● **Supplied records**:
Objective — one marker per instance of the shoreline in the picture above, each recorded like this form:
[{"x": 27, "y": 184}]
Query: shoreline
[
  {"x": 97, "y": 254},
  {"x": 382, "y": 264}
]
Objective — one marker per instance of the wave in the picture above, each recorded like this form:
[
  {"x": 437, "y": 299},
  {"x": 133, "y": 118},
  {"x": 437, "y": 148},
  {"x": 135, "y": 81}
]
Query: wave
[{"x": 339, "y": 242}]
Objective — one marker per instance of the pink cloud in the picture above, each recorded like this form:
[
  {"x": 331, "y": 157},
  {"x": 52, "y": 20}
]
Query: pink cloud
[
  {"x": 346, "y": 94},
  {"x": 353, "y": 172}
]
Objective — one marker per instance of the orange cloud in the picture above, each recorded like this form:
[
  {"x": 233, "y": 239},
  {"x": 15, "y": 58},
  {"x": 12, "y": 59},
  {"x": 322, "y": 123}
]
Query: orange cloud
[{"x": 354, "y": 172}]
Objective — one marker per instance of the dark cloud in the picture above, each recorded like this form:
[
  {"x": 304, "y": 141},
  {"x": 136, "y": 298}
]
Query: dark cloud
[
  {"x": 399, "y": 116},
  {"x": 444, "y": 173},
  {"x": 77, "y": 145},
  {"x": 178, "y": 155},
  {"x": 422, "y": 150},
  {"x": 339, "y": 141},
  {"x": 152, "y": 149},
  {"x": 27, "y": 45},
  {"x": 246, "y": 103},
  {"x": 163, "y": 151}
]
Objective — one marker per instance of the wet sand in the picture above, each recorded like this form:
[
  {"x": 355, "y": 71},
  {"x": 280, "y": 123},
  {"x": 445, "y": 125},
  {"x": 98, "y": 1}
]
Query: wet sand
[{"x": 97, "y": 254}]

● **What is expected**: Write out the whole listing above once more, exactly.

● **Problem solution**:
Objective — one marker per instance of the shoreline in the picture above, each recorded like this form:
[{"x": 27, "y": 184}]
Query: shoreline
[
  {"x": 97, "y": 254},
  {"x": 382, "y": 264}
]
Objective — one marker per instance of the wave in the picture above, each recorded like this form:
[
  {"x": 437, "y": 299},
  {"x": 133, "y": 118},
  {"x": 437, "y": 148},
  {"x": 135, "y": 81}
]
Query: wave
[{"x": 339, "y": 242}]
Objective — one marker per instance of the pink cloud in the picture above, each recorded like this form:
[
  {"x": 331, "y": 157},
  {"x": 52, "y": 20}
]
Query: pink cloud
[
  {"x": 346, "y": 94},
  {"x": 353, "y": 172}
]
Objective — one marker per instance of the orange cloud in the picture above, each recorded like this form:
[
  {"x": 233, "y": 239},
  {"x": 15, "y": 58},
  {"x": 12, "y": 59},
  {"x": 322, "y": 123}
]
Query: orange cloud
[{"x": 354, "y": 172}]
Objective — one marker per instance of the dark cloud in the picture above, each recorded like this form:
[
  {"x": 304, "y": 141},
  {"x": 136, "y": 298}
]
Query: dark cloud
[
  {"x": 399, "y": 116},
  {"x": 444, "y": 173},
  {"x": 77, "y": 145},
  {"x": 178, "y": 155},
  {"x": 422, "y": 150},
  {"x": 339, "y": 141},
  {"x": 152, "y": 149},
  {"x": 27, "y": 45},
  {"x": 246, "y": 103},
  {"x": 163, "y": 151}
]
Objective — one marker per instance of the wet sand in the picture above, each recorded like this form:
[
  {"x": 355, "y": 71},
  {"x": 280, "y": 123},
  {"x": 445, "y": 125},
  {"x": 98, "y": 1}
]
Query: wet sand
[{"x": 97, "y": 254}]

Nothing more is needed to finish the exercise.